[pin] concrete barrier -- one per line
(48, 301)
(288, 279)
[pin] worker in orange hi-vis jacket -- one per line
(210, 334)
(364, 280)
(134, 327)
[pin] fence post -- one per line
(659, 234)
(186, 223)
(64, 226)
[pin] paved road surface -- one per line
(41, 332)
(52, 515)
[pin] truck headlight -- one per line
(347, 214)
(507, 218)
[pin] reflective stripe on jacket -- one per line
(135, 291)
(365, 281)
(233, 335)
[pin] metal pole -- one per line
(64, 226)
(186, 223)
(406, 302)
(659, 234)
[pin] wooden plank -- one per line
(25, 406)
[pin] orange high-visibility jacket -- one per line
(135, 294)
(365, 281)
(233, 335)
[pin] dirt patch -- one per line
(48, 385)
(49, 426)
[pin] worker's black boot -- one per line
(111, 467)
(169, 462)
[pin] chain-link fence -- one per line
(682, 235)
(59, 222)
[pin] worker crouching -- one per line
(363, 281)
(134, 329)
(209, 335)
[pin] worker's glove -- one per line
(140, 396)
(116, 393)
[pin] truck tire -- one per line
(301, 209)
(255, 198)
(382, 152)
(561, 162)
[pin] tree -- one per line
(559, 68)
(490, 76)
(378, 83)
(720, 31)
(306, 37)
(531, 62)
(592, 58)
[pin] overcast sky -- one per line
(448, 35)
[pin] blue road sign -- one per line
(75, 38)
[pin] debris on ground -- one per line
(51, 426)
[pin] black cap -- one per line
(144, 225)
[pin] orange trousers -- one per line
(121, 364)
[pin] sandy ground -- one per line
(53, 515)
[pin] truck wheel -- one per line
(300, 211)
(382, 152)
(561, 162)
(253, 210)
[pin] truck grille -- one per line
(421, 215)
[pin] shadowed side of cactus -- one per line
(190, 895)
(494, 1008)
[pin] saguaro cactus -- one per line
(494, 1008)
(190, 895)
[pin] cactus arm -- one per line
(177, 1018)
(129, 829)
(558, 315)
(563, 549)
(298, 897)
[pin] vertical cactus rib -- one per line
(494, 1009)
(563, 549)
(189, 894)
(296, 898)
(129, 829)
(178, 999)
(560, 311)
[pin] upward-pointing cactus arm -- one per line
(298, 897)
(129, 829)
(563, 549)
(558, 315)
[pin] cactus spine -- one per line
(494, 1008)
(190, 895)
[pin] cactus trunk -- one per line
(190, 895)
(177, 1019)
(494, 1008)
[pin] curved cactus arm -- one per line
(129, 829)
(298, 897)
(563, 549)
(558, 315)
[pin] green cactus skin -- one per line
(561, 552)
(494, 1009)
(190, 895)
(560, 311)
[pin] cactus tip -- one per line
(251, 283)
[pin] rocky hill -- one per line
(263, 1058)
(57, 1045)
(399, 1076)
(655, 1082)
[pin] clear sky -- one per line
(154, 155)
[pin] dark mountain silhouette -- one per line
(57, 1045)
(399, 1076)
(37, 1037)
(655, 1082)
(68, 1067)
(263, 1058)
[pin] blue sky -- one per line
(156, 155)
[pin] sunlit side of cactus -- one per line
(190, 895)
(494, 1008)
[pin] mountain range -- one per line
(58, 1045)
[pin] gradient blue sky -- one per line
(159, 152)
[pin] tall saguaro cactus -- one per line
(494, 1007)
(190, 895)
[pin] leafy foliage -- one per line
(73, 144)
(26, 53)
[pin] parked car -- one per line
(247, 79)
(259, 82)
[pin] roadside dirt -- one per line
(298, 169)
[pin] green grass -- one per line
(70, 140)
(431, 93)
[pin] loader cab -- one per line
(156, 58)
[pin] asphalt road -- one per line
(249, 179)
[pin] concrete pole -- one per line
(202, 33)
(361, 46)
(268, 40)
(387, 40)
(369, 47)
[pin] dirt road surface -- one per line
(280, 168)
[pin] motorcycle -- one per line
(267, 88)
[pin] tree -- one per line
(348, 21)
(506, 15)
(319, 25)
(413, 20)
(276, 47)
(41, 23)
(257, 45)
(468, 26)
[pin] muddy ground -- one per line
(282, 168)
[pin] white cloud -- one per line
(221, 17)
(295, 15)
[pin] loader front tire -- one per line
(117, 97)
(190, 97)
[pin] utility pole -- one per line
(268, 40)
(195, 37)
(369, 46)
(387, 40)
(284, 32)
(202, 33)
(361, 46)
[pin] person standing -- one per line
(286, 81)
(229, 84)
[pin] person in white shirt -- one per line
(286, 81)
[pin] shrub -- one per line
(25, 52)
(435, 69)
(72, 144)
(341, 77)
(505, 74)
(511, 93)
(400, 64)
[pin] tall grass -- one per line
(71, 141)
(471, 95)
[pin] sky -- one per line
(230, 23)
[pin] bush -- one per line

◆ ◆ ◆

▶ **What you have to do**:
Set down each record again, exactly as written.

▶ **Response area**:
[pin] concrete barrier -- one per line
(48, 301)
(288, 279)
[pin] worker in orange hi-vis jacket -- one per line
(210, 334)
(364, 280)
(134, 327)
[pin] fence post -- one per line
(659, 234)
(186, 223)
(64, 226)
[pin] paved road surface -- one per line
(41, 332)
(52, 515)
[pin] truck headlight -- one per line
(347, 214)
(507, 218)
[pin] reflective stripe on jacket -- one per line
(135, 291)
(365, 281)
(233, 335)
[pin] metal pole -- one per line
(64, 226)
(186, 223)
(406, 302)
(659, 234)
[pin] wooden plank -- one per line
(25, 406)
[pin] orange high-visibility jacket -- one per line
(135, 294)
(365, 281)
(233, 335)
[pin] dirt patch -- one per line
(48, 385)
(49, 426)
[pin] worker's black boot -- one per line
(111, 467)
(169, 462)
[pin] chain-link fence -- one per line
(682, 235)
(59, 222)
[pin] worker crouching -- one per line
(363, 281)
(134, 329)
(209, 335)
[pin] worker's glove -- one per line
(140, 396)
(116, 393)
[pin] truck tire -- one per line
(301, 209)
(255, 198)
(382, 152)
(561, 162)
[pin] tree -- one per line
(559, 68)
(490, 76)
(378, 83)
(720, 31)
(306, 37)
(531, 62)
(592, 58)
[pin] overcast sky -- one per line
(448, 35)
[pin] blue road sign -- one per line
(75, 38)
[pin] debris on ground -- one per line
(51, 426)
[pin] black cap -- one per line
(144, 225)
[pin] orange trousers -- one per line
(121, 364)
[pin] sandy ground -- one per line
(53, 515)
[pin] truck wheel -- one per line
(300, 211)
(382, 152)
(561, 162)
(253, 210)
[pin] truck grille -- one per line
(421, 215)
[pin] shadowed side of cactus -- one per line
(190, 895)
(494, 1008)
[pin] saguaro cactus -- one per line
(494, 1008)
(190, 895)
[pin] cactus arm -- one per line
(177, 1018)
(129, 829)
(558, 315)
(563, 549)
(298, 897)
[pin] vertical cactus rib -- one per line
(494, 1009)
(563, 549)
(189, 894)
(296, 898)
(129, 829)
(178, 999)
(560, 311)
[pin] upward-pointing cactus arm -- one per line
(298, 897)
(129, 829)
(563, 549)
(558, 315)
[pin] cactus spine -- one per line
(494, 1008)
(190, 895)
[pin] cactus trunk -- one per line
(190, 895)
(177, 1019)
(494, 1008)
[pin] curved cactus arm -- one per line
(129, 829)
(298, 897)
(563, 549)
(558, 315)
[pin] green cactus skin -- one per line
(561, 552)
(494, 1009)
(190, 895)
(560, 311)
[pin] cactus tip -- one per line
(251, 283)
[pin] rocky hill -- one per line
(263, 1058)
(57, 1045)
(399, 1076)
(655, 1082)
[pin] clear sky -- one per line
(154, 155)
[pin] dark mountain silhouette -- one per line
(57, 1045)
(399, 1076)
(37, 1037)
(655, 1082)
(68, 1067)
(263, 1058)
[pin] blue sky -- one per line
(156, 155)
[pin] sunlit side of cactus -- one per line
(190, 895)
(494, 1008)
[pin] mountain range -- one per line
(58, 1045)
[pin] gradient blue sky -- one per line
(159, 152)
[pin] tall saguaro cactus -- one per line
(494, 1007)
(190, 895)
[pin] leafy foliage -- one per line
(73, 144)
(26, 53)
[pin] parked car -- one per line
(247, 79)
(259, 82)
[pin] roadside dirt -- one per line
(298, 169)
[pin] green grass -- one per line
(70, 140)
(431, 93)
[pin] loader cab -- one per line
(156, 58)
[pin] asphalt road -- one per line
(249, 179)
[pin] concrete pole -- one per line
(202, 33)
(361, 46)
(268, 40)
(387, 40)
(369, 47)
[pin] dirt road surface -- one per line
(280, 168)
[pin] motorcycle -- one per line
(267, 88)
[pin] tree -- one per line
(348, 21)
(506, 15)
(319, 25)
(413, 20)
(276, 47)
(41, 23)
(257, 45)
(468, 26)
[pin] muddy ground -- one per line
(282, 168)
[pin] white cloud -- one per line
(221, 17)
(295, 15)
[pin] loader front tire -- one per line
(117, 97)
(190, 97)
[pin] utility pole -- one per line
(268, 40)
(195, 37)
(369, 46)
(387, 40)
(284, 32)
(202, 33)
(361, 46)
[pin] person standing -- one per line
(286, 81)
(229, 84)
[pin] person in white shirt -- one per line
(286, 81)
[pin] shrub -- one per line
(25, 52)
(435, 69)
(72, 144)
(341, 77)
(505, 74)
(511, 93)
(400, 64)
[pin] tall grass -- one per line
(71, 141)
(471, 95)
[pin] sky -- one per line
(230, 23)
[pin] bush -- one per line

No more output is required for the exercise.